*Action item*
Exactly as they appear, output all of the records. Skip any images.

[[ Data open ]]

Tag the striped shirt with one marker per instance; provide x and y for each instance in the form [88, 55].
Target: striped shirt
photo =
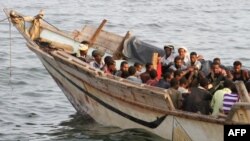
[228, 101]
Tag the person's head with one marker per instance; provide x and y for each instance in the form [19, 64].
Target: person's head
[138, 67]
[204, 83]
[183, 82]
[168, 49]
[111, 65]
[107, 59]
[125, 74]
[168, 76]
[149, 67]
[178, 61]
[193, 57]
[237, 66]
[97, 54]
[248, 86]
[216, 68]
[178, 74]
[182, 52]
[234, 89]
[153, 74]
[174, 83]
[83, 49]
[131, 70]
[124, 66]
[228, 84]
[217, 60]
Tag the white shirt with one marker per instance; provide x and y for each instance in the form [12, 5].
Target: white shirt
[165, 61]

[[ Data closed ]]

*Exercise output*
Tag the striped shirt with one marker per instance; provide x and y for each instance in the form [88, 55].
Target: striped shirt
photo =
[228, 101]
Tag the person's head with one marker per instance; provide x and y for each instance in the form [19, 64].
Target: person's head
[138, 67]
[204, 83]
[183, 82]
[168, 49]
[111, 65]
[107, 59]
[125, 74]
[168, 76]
[149, 67]
[178, 61]
[193, 57]
[237, 66]
[97, 54]
[248, 86]
[216, 68]
[178, 74]
[182, 52]
[234, 89]
[153, 74]
[174, 83]
[83, 49]
[131, 70]
[124, 66]
[228, 84]
[217, 60]
Tag the white shirt with one marker per instance; provide x and y for each instance in the form [12, 5].
Target: white shirt
[165, 61]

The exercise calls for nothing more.